Document text:
■ ■ ■ ■ ■ ■ ■

Animal diseases increasingly plague the oceans

Feb 20, 2012 by Deborah Jones
A harp seal pup lies on an ice floe in the Gulf of Saint Lawrence in Charlottetown, Canada, March 2008. Around the world seals, otters and other species are increasingly infected by parasites and other diseases long common in goats, cows, cats and dogs, marine mammal experts told a major science conference.

When dead sea mammals started washing ashore on Canada's west coast in greater numbers, marine biologist Andrew Trites was distressed to find that domestic animal diseases were killing them.

Around the world, seals, otters and other species are increasingly infected by parasites and other diseases long common in goats, cows, cats and dogs, marine mammal experts told a major science conference.

The diseases also increasingly threaten people who use the oceans for recreation, work or a source of seafood, scientists told reporters at the annual meeting of the American Association for the Advancement of Science, held this year in this western Canadian city.

■ ■ ■ ■ ■ ■ ■

Provided records:

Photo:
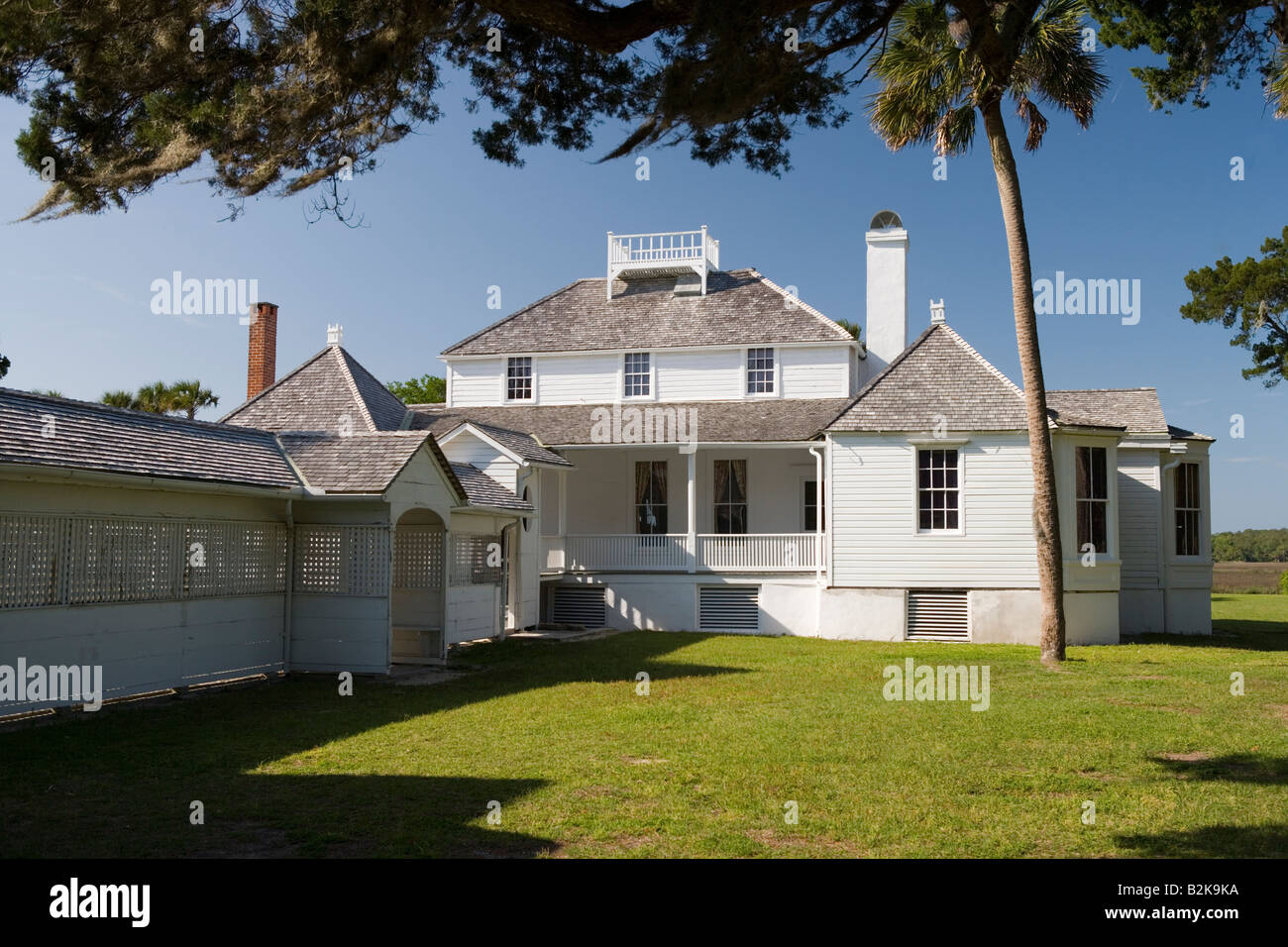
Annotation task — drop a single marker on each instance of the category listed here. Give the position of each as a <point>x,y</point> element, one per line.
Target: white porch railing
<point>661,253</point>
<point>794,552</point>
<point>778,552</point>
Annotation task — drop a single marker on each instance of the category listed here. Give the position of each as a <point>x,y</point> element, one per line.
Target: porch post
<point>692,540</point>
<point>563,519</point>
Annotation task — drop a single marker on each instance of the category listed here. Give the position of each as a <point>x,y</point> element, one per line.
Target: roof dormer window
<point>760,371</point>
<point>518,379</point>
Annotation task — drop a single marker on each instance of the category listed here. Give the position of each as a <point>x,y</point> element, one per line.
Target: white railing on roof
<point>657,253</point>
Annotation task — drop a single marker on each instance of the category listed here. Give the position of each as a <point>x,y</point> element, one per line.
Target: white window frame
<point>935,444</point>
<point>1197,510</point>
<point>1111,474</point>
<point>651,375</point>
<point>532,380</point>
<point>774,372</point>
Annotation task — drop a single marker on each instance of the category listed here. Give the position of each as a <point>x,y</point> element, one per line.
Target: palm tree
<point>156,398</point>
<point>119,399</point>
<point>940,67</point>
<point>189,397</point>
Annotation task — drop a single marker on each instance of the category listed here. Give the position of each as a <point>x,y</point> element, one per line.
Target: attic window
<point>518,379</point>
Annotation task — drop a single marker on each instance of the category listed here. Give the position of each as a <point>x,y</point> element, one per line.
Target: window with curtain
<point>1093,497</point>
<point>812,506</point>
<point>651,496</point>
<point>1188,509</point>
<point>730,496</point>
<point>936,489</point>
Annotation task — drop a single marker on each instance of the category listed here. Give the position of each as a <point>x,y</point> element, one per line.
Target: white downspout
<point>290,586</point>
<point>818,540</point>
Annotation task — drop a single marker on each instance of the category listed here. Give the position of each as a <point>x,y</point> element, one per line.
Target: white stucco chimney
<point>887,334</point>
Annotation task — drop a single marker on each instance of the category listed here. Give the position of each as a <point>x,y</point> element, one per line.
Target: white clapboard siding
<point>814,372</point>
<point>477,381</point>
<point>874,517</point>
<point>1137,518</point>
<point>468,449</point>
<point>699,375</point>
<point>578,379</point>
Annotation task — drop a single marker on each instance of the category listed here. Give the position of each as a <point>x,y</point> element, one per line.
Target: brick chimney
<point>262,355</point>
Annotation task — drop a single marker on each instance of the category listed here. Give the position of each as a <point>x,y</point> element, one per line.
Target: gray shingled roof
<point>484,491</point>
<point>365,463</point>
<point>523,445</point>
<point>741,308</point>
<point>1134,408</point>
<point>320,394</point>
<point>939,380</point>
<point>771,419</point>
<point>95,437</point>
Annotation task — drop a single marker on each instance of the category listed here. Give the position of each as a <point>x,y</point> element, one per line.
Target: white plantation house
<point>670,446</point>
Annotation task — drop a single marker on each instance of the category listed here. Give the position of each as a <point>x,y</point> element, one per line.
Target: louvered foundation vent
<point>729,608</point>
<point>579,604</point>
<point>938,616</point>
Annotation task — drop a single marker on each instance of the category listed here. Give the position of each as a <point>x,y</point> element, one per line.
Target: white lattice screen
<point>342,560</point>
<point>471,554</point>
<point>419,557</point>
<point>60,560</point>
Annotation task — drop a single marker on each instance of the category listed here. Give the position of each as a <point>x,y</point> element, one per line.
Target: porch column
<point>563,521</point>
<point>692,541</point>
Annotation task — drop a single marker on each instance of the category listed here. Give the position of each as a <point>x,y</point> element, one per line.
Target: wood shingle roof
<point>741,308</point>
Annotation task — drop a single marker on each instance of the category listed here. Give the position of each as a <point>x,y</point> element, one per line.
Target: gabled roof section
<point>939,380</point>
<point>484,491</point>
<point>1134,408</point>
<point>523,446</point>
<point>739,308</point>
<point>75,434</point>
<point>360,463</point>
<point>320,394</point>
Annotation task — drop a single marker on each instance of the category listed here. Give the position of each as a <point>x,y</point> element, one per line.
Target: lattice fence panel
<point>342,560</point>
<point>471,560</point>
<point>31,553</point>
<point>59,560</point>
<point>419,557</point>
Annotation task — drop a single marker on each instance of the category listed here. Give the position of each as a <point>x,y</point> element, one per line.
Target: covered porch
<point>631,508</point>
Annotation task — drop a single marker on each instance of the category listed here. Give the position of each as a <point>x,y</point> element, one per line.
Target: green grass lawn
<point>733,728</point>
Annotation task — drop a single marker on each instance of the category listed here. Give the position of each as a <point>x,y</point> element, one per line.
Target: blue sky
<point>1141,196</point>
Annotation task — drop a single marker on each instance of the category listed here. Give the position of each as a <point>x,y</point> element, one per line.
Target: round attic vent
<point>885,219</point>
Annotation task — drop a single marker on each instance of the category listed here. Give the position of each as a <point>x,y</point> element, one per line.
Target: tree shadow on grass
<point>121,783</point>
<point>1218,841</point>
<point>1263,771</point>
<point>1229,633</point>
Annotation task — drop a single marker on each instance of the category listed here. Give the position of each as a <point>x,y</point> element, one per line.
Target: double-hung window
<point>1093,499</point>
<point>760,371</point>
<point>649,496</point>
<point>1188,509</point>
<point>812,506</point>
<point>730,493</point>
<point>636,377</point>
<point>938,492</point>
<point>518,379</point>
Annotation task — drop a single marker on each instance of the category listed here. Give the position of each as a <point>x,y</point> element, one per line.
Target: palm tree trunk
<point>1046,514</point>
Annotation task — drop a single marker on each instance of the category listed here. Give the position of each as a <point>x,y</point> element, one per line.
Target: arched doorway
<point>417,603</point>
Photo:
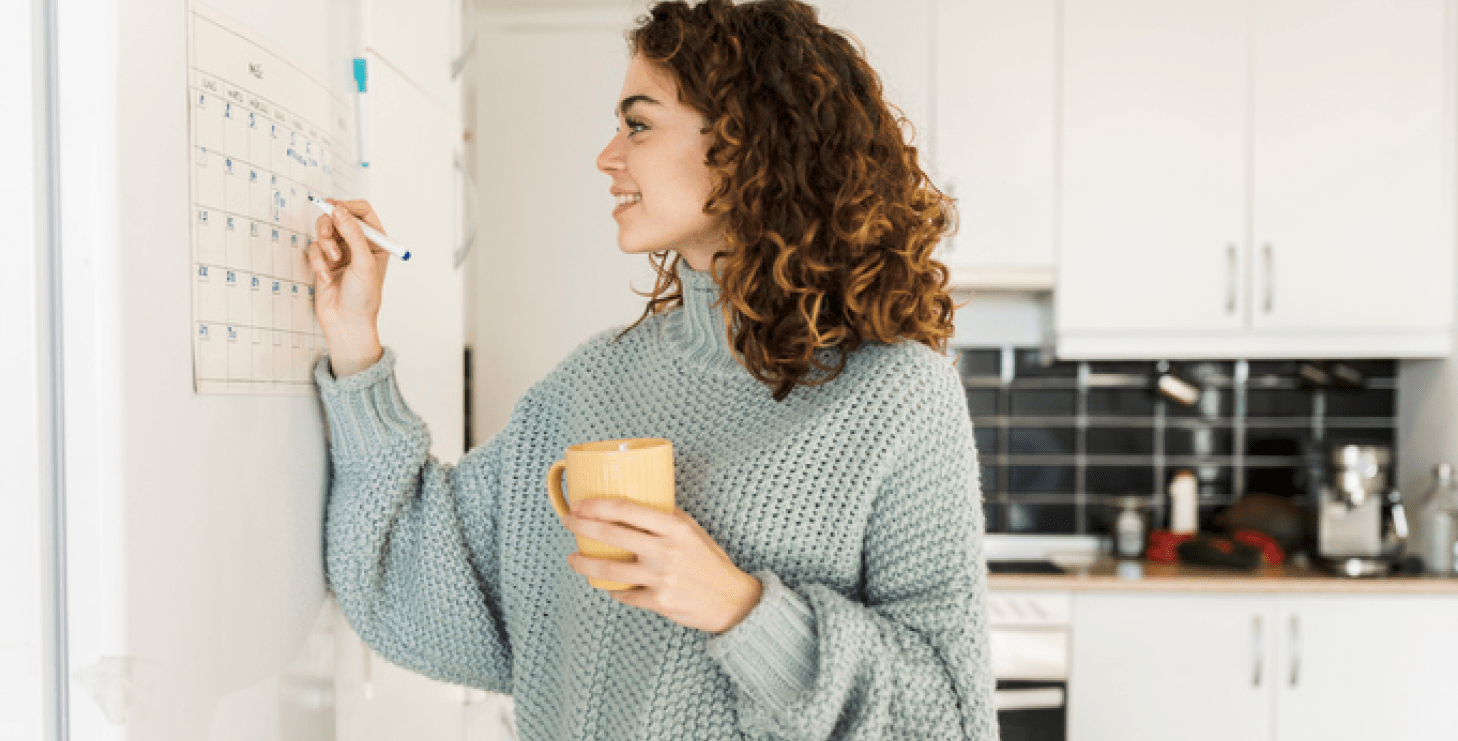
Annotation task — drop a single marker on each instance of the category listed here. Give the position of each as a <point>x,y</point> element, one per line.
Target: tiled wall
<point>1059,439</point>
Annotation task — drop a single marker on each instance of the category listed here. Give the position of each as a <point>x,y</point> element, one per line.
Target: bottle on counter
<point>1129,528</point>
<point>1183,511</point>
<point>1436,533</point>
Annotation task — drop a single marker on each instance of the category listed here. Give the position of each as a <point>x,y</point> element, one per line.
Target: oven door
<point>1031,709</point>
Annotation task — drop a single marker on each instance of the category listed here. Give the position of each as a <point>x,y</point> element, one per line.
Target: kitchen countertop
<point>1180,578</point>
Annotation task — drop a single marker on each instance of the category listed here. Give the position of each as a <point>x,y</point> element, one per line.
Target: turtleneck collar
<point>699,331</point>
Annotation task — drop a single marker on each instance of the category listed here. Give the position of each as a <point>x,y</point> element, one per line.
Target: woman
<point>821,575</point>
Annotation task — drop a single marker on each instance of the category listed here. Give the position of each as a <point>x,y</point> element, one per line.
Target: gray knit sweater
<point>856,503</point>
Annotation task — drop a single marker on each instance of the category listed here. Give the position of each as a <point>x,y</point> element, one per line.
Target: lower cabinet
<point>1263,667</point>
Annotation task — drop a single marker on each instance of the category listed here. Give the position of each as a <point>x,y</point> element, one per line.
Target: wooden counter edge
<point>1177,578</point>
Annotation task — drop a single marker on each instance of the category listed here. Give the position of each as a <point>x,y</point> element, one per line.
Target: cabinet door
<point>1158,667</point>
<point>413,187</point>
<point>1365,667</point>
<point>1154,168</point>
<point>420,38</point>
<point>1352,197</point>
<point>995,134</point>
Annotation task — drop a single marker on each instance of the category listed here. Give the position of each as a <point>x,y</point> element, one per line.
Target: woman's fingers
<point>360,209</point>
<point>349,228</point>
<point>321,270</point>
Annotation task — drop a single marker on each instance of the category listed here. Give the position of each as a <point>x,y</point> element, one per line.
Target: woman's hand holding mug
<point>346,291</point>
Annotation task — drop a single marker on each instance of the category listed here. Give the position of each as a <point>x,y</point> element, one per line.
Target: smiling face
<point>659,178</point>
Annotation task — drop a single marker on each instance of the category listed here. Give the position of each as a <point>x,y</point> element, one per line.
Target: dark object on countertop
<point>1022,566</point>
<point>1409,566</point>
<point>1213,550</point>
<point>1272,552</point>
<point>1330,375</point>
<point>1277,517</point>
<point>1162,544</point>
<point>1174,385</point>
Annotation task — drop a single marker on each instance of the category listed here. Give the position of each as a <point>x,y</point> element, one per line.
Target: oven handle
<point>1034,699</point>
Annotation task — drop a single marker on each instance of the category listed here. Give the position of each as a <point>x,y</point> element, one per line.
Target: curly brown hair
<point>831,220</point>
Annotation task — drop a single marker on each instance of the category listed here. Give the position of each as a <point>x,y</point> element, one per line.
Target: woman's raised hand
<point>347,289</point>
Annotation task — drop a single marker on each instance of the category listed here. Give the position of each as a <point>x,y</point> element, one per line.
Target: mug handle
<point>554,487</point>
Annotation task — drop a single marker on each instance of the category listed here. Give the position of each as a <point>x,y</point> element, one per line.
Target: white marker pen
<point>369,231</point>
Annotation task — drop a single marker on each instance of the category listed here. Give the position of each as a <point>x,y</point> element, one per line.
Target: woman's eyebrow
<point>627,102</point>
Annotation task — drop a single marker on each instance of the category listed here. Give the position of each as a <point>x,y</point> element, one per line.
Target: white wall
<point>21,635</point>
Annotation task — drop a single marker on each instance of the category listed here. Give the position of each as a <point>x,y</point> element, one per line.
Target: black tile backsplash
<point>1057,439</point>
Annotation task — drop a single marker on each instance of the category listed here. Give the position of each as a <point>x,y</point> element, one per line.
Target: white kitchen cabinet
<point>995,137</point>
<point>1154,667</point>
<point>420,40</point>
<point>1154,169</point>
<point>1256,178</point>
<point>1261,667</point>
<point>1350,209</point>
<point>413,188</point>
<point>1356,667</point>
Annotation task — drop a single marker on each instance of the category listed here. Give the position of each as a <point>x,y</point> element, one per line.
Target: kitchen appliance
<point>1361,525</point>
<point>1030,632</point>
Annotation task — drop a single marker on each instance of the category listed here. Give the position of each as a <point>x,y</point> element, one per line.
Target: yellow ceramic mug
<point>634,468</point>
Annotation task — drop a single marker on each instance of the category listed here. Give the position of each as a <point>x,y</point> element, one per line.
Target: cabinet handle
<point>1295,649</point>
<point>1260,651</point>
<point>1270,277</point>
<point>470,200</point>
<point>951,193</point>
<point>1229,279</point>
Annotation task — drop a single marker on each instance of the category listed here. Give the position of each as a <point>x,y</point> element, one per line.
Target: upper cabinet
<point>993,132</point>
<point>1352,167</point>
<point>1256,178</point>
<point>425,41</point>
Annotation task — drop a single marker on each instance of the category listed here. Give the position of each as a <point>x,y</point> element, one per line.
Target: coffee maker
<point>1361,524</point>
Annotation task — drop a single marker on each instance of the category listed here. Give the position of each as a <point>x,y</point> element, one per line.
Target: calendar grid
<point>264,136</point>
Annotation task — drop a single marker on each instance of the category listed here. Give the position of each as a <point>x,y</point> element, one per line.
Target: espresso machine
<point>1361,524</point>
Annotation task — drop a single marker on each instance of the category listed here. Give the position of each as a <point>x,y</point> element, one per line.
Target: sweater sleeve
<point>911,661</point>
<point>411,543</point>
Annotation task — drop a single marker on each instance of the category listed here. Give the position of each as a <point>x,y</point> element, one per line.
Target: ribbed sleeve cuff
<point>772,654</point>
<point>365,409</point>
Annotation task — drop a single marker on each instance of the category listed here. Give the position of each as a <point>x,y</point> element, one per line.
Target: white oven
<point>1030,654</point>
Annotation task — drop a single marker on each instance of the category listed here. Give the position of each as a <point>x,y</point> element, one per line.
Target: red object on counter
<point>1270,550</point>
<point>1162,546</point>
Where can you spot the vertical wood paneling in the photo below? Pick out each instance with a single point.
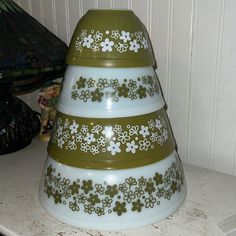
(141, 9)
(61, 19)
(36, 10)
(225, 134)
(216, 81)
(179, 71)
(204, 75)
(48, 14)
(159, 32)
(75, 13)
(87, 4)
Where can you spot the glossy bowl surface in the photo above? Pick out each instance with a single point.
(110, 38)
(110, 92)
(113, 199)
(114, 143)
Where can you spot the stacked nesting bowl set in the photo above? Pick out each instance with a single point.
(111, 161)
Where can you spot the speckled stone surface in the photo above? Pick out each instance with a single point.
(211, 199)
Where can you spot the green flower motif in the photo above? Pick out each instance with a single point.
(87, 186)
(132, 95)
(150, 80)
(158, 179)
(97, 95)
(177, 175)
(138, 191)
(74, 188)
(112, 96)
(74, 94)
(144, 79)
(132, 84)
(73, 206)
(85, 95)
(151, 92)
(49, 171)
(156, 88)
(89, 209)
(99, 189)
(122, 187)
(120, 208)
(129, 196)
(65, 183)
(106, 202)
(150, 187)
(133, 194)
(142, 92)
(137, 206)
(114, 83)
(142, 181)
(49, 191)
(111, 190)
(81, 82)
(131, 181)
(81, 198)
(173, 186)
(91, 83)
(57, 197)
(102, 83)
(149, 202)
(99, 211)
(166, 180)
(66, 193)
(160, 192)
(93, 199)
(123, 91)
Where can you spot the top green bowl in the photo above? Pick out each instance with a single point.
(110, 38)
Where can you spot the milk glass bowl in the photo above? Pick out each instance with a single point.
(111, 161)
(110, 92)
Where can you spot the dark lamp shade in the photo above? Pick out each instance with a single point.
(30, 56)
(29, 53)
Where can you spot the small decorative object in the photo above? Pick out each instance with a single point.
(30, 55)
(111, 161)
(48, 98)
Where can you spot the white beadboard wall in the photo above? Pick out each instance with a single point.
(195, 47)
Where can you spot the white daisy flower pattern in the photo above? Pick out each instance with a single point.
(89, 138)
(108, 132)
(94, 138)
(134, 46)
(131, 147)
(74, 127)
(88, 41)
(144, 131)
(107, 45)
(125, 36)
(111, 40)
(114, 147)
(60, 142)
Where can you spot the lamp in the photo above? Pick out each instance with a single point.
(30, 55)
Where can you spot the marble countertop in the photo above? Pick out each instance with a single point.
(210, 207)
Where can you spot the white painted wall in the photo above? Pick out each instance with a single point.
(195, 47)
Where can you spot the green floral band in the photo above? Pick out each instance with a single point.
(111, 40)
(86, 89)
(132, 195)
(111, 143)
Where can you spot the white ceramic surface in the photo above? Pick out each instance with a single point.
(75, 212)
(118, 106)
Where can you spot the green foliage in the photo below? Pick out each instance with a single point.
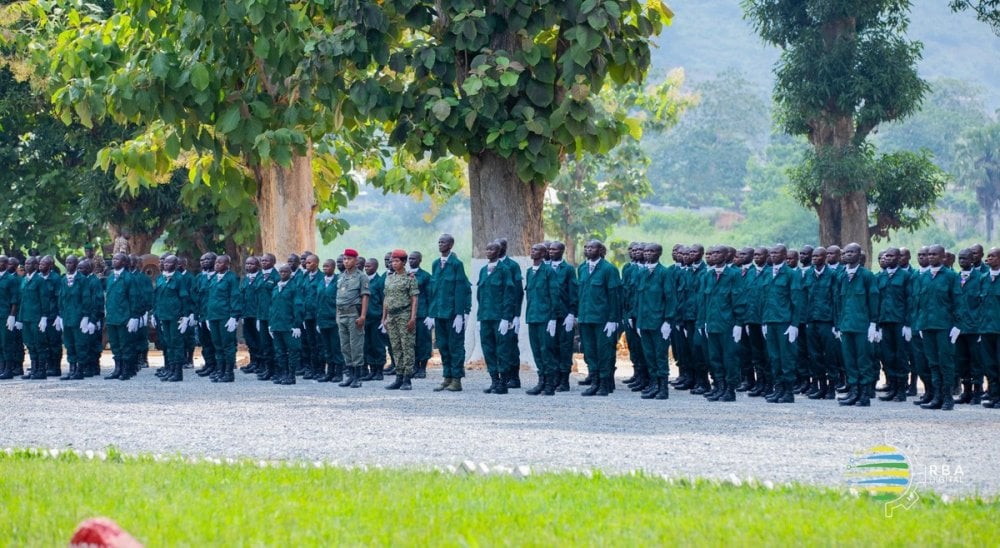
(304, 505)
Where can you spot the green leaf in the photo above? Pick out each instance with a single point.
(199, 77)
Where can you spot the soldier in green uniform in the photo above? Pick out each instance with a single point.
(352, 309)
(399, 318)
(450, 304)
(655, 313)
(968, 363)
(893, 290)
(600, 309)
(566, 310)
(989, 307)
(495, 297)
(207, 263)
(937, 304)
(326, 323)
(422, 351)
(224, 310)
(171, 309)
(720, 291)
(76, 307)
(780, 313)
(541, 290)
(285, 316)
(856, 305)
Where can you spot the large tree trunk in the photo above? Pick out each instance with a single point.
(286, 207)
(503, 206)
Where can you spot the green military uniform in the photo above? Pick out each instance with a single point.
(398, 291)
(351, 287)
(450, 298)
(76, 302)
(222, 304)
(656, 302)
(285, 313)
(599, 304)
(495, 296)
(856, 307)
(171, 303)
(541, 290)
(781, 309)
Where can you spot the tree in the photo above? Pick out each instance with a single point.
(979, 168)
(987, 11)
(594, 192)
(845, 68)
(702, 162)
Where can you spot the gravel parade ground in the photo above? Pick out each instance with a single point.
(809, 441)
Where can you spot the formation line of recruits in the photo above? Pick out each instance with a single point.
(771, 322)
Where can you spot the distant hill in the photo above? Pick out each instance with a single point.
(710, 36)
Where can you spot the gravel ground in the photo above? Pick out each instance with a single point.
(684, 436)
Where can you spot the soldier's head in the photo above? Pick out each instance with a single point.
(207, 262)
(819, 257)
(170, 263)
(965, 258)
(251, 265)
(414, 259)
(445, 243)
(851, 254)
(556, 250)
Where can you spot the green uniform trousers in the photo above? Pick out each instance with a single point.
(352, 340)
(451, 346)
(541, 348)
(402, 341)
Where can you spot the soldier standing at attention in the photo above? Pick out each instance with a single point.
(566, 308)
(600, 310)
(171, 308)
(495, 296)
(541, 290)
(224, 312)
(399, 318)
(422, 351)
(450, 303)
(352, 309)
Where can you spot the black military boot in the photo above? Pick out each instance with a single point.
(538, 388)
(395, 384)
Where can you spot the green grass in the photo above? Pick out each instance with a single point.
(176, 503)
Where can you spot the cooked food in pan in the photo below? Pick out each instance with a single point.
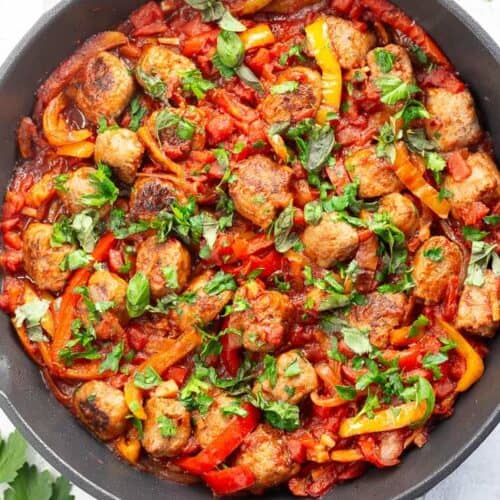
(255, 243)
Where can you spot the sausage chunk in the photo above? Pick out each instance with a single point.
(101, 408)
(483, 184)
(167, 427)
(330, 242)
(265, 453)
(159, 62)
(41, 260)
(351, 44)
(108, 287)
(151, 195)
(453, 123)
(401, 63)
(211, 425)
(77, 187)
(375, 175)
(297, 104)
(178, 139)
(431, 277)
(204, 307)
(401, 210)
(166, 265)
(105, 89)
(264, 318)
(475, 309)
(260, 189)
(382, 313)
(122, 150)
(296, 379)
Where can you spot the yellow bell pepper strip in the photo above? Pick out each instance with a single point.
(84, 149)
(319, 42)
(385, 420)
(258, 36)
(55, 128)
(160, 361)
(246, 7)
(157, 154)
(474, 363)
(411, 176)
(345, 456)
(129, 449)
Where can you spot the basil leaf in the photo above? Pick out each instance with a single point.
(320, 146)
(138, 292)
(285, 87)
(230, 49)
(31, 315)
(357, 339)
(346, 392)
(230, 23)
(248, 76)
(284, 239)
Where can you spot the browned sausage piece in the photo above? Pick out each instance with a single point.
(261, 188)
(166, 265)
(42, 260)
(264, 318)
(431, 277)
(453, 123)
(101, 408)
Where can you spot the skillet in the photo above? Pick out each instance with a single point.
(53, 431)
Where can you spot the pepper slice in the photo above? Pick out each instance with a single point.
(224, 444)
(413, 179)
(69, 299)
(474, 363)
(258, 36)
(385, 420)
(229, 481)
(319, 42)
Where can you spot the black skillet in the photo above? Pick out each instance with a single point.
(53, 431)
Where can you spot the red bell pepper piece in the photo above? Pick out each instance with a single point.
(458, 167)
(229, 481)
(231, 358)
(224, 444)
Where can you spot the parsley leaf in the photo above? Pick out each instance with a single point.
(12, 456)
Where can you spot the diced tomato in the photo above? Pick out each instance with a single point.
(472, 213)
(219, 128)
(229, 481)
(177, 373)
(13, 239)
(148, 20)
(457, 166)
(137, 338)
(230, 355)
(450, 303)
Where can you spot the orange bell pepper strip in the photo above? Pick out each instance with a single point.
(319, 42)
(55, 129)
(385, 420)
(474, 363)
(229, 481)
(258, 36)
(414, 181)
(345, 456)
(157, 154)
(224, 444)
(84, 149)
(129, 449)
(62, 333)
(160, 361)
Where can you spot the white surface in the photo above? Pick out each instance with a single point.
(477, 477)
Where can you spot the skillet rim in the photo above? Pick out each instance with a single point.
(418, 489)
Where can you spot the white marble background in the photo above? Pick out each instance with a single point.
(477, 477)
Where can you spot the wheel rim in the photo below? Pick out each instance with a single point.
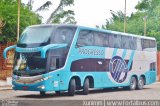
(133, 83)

■ ■ ■ ■ ■ ■ ■

Parts of the exercise:
- 1) Translate into French the following sentence from the article on animal diseases in the oceans: "When dead sea mammals started washing ashore on Canada's west coast in greater numbers, marine biologist Andrew Trites was distressed to find that domestic animal diseases were killing them."
- 2) Using the article on animal diseases in the oceans, answer the following:
(a) In what month and year was the harp seal pup photographed?
(b) In which domestic animals have the diseases now infecting marine mammals long been common?
(c) At whose annual meeting did scientists speak to reporters?
- 3) Proceed with the article on animal diseases in the oceans, beginning after its final sentence.

Task responses:
- 1) Lorsque des mammifères marins morts ont commencé à s'échouer en plus grand nombre sur la côte ouest du Canada, le biologiste marin Andrew Trites a été bouleversé de constater que des maladies d'animaux domestiques les tuaient.

- 2)
(a) March 2008.
(b) Goats, cows, cats and dogs.
(c) The American Association for the Advancement of Science.

- 3)
The symposium "Swimming in Sick Seas" was one of many sessions at the meeting that drew a bleak picture of the state of the world's oceans, which are increasingly acidic, warming in some areas and being inundated with melting ice or other climate change effects.

"There are dramatic shifts in the ocean ecosystem," said Jason Hall-Spencer of Britain's University of Plymouth, citing his research in Italy, Baha California and Papua New Guinea that is "all showing the same thing" -- with an increase in carbon dioxide, "you get a 30 percent drop in microbes, plants and animals" in the oceans.

Gretchen Hofmann of the University of California at Santa Barbara said increasing ocean acidity, caused by CO2 from fossil-fuel burning, is killing shellfish young -- called spat -- worldwide.

In the Pacific Northwest of Canada and the United States, the failure of spat hatcheries threaten a commercial industry worth more than $200 million, said Hofmann.

Lisa Levin of the Scripps Institution of Oceanography in La Jolla, California, said warming of the water reduces how much oxygen it can hold, newly threatening deep-sea creatures that have survived for millennium under stable conditions.

"We've seen less than five percent of (animals) on the deep sea floor, and if we're wiping them out we'll never see them," Levin told the conference.

"There are undoubtedly organisms down there that can be very beneficial to us, that we have yet to find."

According to Trite, director of the Marine Mammal Research Unit at the Fisheries Centre at University of British Columbia, the bodies washing ashore are a grim signal.

"I see the dead mammals coming ashore as canaries in a coal mine," said Trite."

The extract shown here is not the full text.